■ Aim of the task
Reproduce every line of the material below without changes, and omit the pictures from your copy.

■ Listing

· · ·

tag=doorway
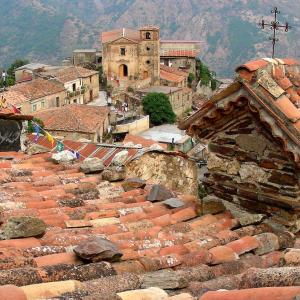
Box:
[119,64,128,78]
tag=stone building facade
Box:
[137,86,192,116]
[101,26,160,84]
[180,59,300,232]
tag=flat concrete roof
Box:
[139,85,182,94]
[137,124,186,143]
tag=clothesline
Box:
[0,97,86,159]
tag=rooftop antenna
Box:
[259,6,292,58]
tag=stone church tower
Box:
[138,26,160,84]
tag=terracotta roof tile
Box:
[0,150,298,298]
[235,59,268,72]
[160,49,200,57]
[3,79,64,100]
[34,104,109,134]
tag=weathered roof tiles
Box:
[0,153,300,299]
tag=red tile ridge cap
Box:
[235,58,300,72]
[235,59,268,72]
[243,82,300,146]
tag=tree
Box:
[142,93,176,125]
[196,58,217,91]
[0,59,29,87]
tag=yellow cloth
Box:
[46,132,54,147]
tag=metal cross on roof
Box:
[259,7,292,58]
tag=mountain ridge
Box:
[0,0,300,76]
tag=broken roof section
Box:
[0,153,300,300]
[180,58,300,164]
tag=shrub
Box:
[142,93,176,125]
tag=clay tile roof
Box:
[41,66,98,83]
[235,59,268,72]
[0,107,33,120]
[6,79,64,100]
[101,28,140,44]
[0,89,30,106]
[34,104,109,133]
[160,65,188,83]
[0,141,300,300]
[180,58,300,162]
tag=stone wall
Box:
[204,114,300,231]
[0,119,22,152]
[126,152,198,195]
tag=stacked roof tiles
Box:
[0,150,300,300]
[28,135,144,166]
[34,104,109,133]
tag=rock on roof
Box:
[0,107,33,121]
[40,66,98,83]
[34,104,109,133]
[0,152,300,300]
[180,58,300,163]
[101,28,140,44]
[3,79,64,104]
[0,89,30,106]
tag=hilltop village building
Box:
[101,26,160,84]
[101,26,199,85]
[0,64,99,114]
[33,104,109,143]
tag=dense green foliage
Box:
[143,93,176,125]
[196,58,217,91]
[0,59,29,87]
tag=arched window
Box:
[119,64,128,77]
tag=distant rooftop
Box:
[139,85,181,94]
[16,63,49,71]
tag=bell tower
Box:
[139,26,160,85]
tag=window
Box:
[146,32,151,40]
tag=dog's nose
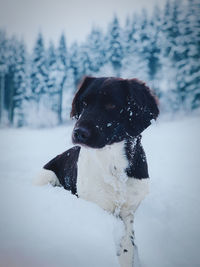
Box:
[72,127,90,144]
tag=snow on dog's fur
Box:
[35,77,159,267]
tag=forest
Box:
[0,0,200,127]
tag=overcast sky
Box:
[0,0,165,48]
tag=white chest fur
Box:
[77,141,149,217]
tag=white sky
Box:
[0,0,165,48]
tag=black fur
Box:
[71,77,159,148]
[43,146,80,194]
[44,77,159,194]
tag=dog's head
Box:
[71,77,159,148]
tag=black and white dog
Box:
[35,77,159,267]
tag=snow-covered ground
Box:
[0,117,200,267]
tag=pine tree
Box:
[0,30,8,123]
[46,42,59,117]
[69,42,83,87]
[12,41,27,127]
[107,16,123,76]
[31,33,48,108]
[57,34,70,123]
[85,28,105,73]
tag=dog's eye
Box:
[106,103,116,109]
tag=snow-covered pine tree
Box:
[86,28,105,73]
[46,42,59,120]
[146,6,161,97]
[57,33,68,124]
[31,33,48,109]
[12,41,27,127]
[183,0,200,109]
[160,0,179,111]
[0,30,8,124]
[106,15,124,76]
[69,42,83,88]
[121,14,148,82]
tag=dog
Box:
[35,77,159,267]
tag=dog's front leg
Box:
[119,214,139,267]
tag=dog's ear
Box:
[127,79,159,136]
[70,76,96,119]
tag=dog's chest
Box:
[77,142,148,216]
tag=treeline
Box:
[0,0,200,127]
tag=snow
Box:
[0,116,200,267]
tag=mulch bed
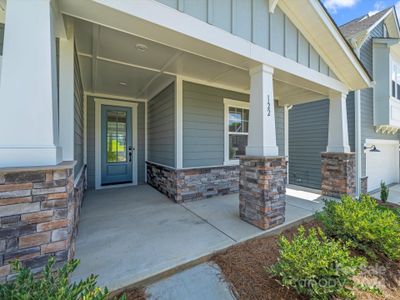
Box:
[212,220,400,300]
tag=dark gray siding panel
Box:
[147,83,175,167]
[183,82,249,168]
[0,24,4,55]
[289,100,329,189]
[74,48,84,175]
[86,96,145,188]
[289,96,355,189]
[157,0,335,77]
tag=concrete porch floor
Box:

· · ·

■ Response to this exercise
tag=doorway
Box:
[119,64,128,78]
tag=stone building facade
Box:
[137,86,192,116]
[101,26,160,84]
[180,59,300,232]
tag=flat concrete roof
Box:
[139,85,182,94]
[137,124,186,143]
tag=clothesline
Box:
[0,97,86,159]
tag=rooftop antenna
Box:
[259,6,292,58]
tag=stone church tower
Box:
[138,26,160,84]
tag=terracotta roof tile
Box:
[0,150,298,298]
[235,59,268,72]
[160,49,200,57]
[3,79,64,100]
[34,104,109,134]
tag=weathered roof tiles
Box:
[0,153,300,299]
tag=red tile ridge cap
Box:
[235,58,300,72]
[235,59,268,72]
[243,82,300,146]
tag=tree
Box:
[142,93,176,125]
[196,58,217,91]
[0,59,29,87]
tag=yellow cloth
Box:
[46,132,54,147]
tag=metal cross on roof
Box:
[259,7,292,58]
tag=mountain ridge
Box:
[0,0,300,76]
tag=broken roof section
Box:
[0,153,300,300]
[180,58,300,164]
tag=shrub
Box:
[142,93,176,125]
tag=clay tile roof
Box:
[41,66,98,83]
[235,59,268,72]
[0,107,33,120]
[6,79,64,100]
[101,28,140,44]
[0,89,30,106]
[34,104,109,133]
[160,65,188,83]
[0,141,300,300]
[180,58,300,162]
tag=stone wall
Box:
[204,114,300,231]
[0,119,22,152]
[126,152,198,195]
tag=stacked roof tiles
Box:
[0,150,300,300]
[28,135,144,166]
[34,104,109,133]
tag=rock on roof
Box:
[0,107,33,121]
[40,66,98,83]
[34,104,109,133]
[0,152,300,300]
[180,58,300,163]
[101,28,140,44]
[3,79,64,104]
[0,89,30,106]
tag=hilltop village building
Box:
[101,26,160,84]
[101,26,199,85]
[0,64,99,114]
[33,104,109,143]
tag=dense green foliage
Box:
[143,93,176,125]
[196,58,217,91]
[0,59,29,87]
tag=arched window
Box:
[119,64,128,77]
tag=distant rooftop
Box:
[139,85,181,94]
[16,63,49,71]
tag=bell tower
Box:
[139,26,160,85]
tag=window
Box:
[146,32,151,40]
tag=dog's nose
Box:
[72,127,90,144]
tag=snow on dog's fur
Box:
[35,77,159,267]
tag=forest
Box:
[0,0,200,127]
tag=overcast sky
Box:
[0,0,165,48]
tag=white chest fur
Box:
[77,141,149,217]
tag=white sky
Box:
[0,0,165,48]
tag=black fur
Box:
[71,77,159,148]
[43,146,80,194]
[44,77,159,194]
tag=dog's head
Box:
[71,77,159,148]
tag=black and white dog
Box:
[35,77,159,267]
tag=snow-covered ground
Box:
[0,117,200,267]
tag=pine tree
Box:
[0,30,8,123]
[46,42,59,117]
[69,42,83,87]
[12,41,27,127]
[107,16,123,76]
[31,33,48,108]
[57,34,70,123]
[85,28,105,73]
tag=dog's eye
Box:
[106,103,116,109]
tag=snow-covered pine tree
Box:
[86,28,105,73]
[46,42,59,120]
[146,6,161,97]
[57,33,68,124]
[31,33,48,109]
[12,41,27,127]
[183,0,200,109]
[160,0,179,111]
[0,30,8,124]
[106,15,124,76]
[69,42,83,88]
[121,14,148,82]
tag=dog
Box:
[35,77,159,267]
tag=dog's front leg
Box:
[119,214,139,267]
tag=dog's ear
Box:
[127,79,159,136]
[70,76,96,119]
tag=dog's chest
Box:
[77,142,148,216]
tag=treeline
Box:
[0,0,200,127]
tag=snow
Box:
[0,116,200,267]
tag=mulch bed
Box:
[212,220,400,300]
tag=dark gray siding panel
Box:
[147,83,175,167]
[183,82,249,168]
[0,24,4,55]
[289,100,329,189]
[74,48,84,175]
[86,96,145,188]
[289,96,355,189]
[157,0,335,77]
tag=concrete porch floor
Box:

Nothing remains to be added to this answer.